─── Input rows ───
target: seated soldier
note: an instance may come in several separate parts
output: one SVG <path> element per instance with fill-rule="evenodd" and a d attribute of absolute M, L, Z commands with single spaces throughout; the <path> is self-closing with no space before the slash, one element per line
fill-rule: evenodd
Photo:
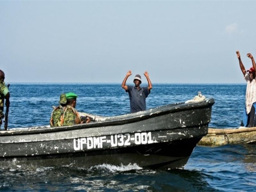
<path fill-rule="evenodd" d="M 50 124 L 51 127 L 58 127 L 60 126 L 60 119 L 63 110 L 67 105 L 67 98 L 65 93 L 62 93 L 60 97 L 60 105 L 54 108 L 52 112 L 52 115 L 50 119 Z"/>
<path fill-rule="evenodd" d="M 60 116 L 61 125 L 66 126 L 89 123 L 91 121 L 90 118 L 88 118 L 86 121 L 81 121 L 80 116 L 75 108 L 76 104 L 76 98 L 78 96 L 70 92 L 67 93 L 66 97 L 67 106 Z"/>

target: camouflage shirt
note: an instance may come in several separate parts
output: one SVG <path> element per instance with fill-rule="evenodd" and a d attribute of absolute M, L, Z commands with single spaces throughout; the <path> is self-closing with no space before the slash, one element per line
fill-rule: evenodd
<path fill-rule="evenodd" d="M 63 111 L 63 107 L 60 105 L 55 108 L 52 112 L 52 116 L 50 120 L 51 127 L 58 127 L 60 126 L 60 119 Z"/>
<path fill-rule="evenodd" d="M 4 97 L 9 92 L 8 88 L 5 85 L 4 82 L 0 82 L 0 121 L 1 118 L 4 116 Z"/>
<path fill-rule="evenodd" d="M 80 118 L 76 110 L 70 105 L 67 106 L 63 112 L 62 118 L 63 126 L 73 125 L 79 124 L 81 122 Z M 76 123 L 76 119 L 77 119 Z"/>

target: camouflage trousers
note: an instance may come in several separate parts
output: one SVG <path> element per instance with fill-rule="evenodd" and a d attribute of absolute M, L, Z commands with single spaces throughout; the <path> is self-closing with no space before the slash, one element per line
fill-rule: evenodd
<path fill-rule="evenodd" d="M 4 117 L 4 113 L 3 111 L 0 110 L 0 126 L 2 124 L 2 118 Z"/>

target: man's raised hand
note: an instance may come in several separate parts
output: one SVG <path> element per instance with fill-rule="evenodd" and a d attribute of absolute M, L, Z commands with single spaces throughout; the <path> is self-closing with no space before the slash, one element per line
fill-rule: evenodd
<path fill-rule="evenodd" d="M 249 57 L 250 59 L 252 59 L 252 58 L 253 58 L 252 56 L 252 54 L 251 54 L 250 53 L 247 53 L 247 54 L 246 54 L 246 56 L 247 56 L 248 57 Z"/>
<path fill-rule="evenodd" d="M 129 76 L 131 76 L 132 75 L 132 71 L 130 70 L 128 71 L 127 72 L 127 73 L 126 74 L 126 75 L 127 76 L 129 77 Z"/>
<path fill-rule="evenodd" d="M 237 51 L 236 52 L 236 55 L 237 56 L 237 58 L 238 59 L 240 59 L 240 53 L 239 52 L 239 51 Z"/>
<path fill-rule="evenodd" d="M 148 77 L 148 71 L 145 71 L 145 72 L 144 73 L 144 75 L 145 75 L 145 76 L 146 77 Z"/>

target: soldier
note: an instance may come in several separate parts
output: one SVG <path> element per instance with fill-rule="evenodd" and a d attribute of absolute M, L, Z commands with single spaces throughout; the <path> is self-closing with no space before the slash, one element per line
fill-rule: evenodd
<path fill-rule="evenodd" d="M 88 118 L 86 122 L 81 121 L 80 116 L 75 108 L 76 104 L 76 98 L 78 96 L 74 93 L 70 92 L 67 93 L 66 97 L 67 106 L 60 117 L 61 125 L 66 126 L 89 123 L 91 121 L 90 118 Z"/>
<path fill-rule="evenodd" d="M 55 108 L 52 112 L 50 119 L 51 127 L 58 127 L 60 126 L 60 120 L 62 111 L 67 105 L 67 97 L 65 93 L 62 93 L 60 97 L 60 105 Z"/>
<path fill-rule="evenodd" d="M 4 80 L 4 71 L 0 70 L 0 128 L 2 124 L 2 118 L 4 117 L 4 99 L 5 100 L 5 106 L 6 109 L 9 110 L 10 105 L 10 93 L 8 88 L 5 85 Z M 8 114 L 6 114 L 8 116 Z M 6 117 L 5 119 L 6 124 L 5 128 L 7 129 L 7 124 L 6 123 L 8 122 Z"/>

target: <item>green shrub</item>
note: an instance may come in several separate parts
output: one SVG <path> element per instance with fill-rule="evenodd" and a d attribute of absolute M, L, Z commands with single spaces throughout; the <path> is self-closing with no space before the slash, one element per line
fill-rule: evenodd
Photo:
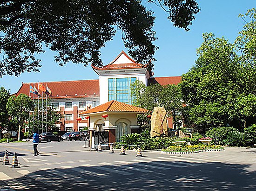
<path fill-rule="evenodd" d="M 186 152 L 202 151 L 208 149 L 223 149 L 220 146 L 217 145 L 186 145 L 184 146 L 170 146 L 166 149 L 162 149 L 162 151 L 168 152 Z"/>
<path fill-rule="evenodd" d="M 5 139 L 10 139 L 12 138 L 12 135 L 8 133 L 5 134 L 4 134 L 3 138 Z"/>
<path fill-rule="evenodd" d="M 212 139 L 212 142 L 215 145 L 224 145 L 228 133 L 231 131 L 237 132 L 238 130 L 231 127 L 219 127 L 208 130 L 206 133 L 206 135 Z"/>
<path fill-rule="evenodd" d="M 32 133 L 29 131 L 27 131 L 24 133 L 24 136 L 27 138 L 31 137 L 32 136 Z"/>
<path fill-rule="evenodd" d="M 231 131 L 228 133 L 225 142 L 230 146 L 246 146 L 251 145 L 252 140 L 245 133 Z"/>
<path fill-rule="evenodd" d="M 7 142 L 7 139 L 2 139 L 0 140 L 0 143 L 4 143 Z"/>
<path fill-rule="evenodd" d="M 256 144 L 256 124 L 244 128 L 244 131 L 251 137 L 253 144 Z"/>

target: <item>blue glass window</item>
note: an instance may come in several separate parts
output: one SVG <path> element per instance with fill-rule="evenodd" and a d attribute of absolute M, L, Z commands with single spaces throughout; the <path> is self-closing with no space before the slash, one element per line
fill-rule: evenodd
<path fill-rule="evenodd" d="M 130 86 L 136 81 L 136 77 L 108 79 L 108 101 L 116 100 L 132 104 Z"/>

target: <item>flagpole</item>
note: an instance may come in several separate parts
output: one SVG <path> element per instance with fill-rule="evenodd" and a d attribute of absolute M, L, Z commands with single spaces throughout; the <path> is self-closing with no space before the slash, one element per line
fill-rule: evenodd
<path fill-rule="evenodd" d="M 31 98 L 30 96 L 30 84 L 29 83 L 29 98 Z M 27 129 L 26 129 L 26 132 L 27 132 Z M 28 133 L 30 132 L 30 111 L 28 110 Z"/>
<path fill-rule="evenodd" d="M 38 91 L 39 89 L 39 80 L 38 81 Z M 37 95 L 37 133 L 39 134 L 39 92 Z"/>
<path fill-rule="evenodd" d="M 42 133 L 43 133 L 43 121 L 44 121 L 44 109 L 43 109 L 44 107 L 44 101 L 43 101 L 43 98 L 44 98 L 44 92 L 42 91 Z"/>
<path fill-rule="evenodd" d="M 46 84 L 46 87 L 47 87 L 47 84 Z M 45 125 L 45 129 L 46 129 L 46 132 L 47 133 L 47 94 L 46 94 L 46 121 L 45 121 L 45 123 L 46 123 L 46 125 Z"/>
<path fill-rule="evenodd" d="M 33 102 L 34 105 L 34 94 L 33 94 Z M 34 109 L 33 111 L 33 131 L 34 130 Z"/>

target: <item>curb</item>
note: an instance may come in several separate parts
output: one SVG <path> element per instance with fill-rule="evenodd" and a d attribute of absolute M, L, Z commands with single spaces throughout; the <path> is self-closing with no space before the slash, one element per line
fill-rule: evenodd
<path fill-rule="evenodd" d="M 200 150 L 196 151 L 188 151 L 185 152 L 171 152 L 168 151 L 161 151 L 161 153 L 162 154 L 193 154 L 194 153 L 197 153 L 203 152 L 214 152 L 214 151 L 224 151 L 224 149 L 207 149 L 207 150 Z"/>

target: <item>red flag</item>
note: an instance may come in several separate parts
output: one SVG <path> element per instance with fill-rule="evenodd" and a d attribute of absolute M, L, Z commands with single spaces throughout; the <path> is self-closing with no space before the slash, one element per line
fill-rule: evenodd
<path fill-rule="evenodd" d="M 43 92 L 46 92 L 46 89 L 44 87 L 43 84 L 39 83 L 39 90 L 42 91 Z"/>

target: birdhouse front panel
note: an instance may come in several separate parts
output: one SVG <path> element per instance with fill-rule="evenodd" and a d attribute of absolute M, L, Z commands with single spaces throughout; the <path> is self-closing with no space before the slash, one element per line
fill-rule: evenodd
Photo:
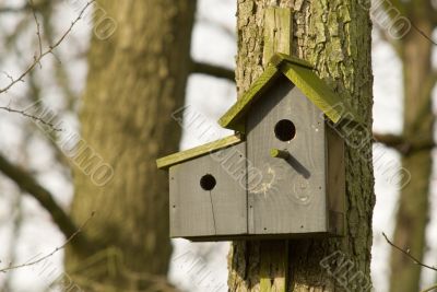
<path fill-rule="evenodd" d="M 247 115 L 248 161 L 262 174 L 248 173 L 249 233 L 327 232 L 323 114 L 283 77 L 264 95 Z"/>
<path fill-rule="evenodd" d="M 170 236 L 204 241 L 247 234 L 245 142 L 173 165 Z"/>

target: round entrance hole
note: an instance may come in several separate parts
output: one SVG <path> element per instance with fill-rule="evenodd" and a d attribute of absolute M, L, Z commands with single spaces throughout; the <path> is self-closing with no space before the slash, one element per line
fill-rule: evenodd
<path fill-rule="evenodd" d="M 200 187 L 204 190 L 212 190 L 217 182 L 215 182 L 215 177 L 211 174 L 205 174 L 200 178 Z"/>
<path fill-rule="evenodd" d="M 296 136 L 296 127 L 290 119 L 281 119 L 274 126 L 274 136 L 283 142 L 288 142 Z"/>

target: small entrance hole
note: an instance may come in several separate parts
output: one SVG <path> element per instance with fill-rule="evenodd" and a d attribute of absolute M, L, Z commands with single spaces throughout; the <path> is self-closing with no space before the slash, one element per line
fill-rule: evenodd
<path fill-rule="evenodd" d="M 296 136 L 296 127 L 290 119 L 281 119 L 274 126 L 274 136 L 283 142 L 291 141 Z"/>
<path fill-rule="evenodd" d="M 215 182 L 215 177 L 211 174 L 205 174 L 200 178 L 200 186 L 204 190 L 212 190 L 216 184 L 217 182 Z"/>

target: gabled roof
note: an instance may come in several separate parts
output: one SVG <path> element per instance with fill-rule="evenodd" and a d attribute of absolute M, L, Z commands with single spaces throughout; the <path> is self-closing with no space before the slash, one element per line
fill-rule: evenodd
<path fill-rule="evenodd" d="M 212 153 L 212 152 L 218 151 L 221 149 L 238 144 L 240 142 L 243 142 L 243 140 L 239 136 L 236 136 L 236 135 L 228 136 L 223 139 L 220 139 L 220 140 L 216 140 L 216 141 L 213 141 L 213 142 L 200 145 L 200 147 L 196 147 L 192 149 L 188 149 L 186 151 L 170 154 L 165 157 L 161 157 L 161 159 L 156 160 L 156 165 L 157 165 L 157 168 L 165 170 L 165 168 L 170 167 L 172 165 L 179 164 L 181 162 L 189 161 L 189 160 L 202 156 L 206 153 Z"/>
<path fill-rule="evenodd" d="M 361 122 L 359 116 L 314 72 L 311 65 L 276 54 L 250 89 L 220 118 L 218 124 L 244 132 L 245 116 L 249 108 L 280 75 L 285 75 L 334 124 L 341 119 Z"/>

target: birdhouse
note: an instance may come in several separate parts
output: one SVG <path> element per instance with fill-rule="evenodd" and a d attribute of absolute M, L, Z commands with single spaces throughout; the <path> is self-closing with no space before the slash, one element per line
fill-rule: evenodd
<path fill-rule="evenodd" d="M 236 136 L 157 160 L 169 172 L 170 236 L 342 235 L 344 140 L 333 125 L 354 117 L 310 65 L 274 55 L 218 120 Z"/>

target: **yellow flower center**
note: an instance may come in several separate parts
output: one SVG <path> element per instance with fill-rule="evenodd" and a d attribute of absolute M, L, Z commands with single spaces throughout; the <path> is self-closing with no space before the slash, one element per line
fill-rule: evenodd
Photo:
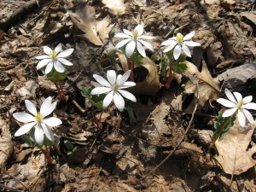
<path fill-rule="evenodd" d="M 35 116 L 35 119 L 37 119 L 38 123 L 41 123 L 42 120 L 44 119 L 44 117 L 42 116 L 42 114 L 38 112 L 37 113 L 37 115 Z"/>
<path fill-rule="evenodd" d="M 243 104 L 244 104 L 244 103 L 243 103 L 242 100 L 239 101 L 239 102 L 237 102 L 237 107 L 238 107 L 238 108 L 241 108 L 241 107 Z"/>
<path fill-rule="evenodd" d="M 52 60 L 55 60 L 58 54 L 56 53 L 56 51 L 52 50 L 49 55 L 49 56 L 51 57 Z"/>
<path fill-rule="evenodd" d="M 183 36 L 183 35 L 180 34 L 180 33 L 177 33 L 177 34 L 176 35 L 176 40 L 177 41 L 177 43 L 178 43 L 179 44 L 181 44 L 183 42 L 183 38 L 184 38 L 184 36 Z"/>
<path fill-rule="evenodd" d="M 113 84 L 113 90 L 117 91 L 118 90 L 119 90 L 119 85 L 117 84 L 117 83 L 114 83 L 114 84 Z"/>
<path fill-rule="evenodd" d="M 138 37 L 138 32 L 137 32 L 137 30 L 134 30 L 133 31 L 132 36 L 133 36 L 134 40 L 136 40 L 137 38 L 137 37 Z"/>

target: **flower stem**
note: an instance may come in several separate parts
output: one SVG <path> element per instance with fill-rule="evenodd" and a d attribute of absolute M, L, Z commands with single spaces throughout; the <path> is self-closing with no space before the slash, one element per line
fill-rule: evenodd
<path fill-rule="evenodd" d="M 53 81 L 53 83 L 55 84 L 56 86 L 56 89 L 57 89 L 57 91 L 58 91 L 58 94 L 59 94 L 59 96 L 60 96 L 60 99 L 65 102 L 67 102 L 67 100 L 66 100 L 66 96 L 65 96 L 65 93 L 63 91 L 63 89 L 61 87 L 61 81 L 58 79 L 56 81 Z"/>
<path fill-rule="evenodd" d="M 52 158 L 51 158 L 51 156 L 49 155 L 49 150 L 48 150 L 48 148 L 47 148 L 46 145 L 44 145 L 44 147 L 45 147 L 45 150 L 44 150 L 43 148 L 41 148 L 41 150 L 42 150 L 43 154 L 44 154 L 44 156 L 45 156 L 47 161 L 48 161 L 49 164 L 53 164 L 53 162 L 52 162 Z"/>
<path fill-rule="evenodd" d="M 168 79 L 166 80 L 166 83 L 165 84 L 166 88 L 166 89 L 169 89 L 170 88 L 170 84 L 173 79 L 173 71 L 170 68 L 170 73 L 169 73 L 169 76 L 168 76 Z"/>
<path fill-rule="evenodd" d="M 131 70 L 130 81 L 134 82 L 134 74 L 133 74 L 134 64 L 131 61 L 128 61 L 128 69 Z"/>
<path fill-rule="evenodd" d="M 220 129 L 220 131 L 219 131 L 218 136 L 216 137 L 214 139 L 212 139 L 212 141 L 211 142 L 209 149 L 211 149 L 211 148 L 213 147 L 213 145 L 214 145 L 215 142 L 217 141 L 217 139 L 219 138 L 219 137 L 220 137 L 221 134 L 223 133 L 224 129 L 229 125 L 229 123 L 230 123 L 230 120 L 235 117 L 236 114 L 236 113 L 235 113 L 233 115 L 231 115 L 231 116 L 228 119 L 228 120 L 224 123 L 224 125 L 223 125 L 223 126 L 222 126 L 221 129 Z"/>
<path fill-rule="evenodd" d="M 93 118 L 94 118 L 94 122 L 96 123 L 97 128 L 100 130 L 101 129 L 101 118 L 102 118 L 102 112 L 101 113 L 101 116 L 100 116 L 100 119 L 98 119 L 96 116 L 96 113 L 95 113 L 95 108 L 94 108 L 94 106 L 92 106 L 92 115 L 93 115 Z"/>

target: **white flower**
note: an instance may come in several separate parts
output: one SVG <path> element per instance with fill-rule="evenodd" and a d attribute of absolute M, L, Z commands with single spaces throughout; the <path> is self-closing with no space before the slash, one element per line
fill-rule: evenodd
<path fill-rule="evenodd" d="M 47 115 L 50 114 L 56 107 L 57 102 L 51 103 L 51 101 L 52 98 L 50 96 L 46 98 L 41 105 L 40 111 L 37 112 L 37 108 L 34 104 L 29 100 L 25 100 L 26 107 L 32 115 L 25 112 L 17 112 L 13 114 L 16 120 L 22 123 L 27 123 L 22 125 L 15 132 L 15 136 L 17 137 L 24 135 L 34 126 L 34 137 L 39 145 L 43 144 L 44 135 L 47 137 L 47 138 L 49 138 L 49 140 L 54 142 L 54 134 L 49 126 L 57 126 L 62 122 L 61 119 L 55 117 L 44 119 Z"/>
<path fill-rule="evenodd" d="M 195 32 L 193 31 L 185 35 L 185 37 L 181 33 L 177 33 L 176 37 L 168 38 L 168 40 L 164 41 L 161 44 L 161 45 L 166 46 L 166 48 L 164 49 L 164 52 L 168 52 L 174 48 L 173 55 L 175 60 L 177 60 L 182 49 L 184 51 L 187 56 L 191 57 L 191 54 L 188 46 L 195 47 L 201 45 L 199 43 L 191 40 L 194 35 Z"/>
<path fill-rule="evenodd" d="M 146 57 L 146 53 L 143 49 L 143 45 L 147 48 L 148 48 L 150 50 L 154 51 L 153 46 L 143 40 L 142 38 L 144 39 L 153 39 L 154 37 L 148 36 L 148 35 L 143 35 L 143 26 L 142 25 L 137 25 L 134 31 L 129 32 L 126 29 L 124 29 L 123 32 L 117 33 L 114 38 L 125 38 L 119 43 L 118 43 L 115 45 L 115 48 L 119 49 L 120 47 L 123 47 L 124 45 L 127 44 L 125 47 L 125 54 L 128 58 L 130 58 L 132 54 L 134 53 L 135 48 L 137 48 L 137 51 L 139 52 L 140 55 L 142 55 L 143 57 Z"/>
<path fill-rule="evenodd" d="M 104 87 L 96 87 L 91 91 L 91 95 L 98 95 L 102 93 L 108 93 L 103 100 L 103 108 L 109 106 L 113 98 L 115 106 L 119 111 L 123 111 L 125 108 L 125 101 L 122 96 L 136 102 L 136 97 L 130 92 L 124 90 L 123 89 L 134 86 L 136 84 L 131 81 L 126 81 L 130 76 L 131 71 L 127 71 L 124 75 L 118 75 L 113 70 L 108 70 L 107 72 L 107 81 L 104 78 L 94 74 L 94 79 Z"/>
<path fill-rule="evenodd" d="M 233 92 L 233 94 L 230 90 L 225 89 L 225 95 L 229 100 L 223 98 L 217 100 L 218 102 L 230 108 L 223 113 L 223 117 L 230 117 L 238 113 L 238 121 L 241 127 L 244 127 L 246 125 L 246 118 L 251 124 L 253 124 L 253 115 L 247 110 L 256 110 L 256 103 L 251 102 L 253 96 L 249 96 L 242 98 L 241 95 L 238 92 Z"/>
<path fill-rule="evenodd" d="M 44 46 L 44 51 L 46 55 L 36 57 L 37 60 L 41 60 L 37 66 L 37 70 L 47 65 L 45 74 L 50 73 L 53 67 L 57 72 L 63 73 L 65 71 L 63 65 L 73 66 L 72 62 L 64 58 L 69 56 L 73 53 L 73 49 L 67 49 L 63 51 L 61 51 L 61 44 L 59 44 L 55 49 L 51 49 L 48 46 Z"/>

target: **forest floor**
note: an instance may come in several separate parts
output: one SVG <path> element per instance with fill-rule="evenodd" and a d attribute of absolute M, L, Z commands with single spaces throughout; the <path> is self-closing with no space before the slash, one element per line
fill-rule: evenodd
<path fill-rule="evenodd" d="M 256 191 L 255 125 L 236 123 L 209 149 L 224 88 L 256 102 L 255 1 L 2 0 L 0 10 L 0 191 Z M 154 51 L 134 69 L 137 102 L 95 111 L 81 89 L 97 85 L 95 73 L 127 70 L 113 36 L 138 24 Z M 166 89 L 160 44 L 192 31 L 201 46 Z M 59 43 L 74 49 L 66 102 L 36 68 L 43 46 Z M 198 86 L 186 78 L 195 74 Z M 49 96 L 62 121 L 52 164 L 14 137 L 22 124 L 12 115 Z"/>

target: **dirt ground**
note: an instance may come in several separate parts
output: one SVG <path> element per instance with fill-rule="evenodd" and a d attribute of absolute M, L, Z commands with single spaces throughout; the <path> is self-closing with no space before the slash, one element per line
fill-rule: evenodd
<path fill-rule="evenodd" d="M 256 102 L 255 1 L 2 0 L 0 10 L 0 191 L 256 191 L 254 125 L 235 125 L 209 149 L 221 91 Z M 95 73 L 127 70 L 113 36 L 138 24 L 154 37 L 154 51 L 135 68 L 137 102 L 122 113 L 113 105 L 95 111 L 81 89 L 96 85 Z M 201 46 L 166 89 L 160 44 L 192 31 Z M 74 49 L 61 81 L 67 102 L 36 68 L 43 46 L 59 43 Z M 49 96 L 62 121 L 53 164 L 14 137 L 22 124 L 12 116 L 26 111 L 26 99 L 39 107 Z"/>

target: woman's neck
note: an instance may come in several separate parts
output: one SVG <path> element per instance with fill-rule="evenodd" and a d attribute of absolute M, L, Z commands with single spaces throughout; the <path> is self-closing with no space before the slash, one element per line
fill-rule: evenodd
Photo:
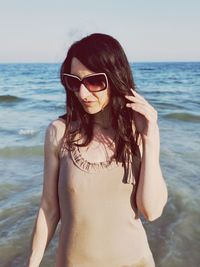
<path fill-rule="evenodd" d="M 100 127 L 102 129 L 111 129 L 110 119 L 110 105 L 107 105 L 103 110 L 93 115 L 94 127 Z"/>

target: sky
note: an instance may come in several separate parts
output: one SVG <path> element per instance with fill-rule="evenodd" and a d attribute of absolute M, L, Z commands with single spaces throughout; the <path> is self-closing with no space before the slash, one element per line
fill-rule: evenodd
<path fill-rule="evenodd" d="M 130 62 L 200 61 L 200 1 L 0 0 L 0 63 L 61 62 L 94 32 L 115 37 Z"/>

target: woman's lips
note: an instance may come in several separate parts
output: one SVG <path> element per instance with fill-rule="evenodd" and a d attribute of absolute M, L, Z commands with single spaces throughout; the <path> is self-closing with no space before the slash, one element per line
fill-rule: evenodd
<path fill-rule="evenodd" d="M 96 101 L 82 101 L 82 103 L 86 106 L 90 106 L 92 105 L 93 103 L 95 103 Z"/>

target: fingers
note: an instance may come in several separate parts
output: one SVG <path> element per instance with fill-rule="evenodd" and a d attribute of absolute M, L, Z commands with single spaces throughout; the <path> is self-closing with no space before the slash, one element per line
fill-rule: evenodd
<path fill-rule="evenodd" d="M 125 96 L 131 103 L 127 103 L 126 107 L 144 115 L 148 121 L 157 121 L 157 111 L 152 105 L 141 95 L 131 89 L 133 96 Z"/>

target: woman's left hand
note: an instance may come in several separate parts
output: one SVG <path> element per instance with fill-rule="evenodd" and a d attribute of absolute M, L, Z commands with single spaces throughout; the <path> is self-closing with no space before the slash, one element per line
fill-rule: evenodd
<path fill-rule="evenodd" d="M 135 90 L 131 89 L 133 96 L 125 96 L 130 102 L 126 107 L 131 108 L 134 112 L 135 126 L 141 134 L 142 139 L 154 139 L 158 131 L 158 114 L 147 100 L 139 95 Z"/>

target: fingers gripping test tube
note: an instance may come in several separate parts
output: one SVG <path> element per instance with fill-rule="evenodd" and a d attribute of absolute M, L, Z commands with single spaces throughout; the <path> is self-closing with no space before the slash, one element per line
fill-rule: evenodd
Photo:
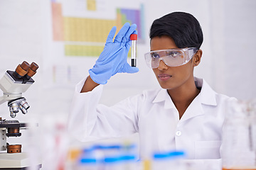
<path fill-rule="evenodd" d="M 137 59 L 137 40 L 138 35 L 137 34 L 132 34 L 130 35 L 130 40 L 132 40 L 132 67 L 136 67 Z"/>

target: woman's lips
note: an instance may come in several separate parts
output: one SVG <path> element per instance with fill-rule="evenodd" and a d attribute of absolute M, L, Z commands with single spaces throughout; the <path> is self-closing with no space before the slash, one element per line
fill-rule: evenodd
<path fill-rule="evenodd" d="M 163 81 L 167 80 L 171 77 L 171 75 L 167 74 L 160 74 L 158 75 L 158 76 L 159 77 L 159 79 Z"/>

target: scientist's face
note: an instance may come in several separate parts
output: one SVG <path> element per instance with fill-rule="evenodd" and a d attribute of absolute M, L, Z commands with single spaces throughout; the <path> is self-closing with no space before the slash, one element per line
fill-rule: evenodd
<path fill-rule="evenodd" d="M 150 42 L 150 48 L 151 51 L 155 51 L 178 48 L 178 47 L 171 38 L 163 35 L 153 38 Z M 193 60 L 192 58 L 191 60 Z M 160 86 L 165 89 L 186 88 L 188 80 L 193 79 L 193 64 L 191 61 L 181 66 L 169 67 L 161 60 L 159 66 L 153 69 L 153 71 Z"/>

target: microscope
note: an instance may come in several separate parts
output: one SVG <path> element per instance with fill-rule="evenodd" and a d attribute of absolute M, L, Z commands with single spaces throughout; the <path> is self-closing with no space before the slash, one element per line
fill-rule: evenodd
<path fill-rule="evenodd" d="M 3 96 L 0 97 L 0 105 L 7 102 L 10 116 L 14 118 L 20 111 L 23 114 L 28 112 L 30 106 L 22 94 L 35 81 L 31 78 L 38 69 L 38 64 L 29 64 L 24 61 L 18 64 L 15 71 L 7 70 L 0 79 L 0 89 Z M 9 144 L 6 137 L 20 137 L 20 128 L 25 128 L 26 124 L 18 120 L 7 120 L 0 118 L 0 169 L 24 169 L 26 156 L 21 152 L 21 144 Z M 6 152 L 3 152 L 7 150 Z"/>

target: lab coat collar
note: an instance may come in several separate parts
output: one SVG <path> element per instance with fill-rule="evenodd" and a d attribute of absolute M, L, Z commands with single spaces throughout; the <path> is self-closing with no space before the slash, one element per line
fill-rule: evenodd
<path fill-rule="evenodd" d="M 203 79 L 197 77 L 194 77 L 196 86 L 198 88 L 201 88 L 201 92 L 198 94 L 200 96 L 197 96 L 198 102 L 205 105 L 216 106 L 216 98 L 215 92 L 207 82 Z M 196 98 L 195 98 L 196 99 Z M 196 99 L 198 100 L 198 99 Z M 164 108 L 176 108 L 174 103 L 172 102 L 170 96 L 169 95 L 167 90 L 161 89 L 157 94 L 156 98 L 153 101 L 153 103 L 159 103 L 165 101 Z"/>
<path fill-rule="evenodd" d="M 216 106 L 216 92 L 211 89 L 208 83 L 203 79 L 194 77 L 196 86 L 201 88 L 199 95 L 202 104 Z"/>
───
- Aim: Retype the lines of the entries from the line containing "target: woman's left hand" through the line containing "135 90 L 131", both included, character for character.

- Result for this task:
target: woman's left hand
note: an instance may come in several separate parts
output: one SVG <path> element per instance with fill-rule="evenodd" and a d attribute of absolute M, L, Z commands with single spaces throughout; the <path> is self-closing with no space before the slash, one element per line
fill-rule: evenodd
<path fill-rule="evenodd" d="M 135 90 L 131 89 L 133 96 L 125 96 L 130 102 L 126 107 L 131 108 L 134 112 L 135 126 L 141 134 L 142 139 L 154 139 L 158 131 L 158 114 L 147 100 L 139 95 Z"/>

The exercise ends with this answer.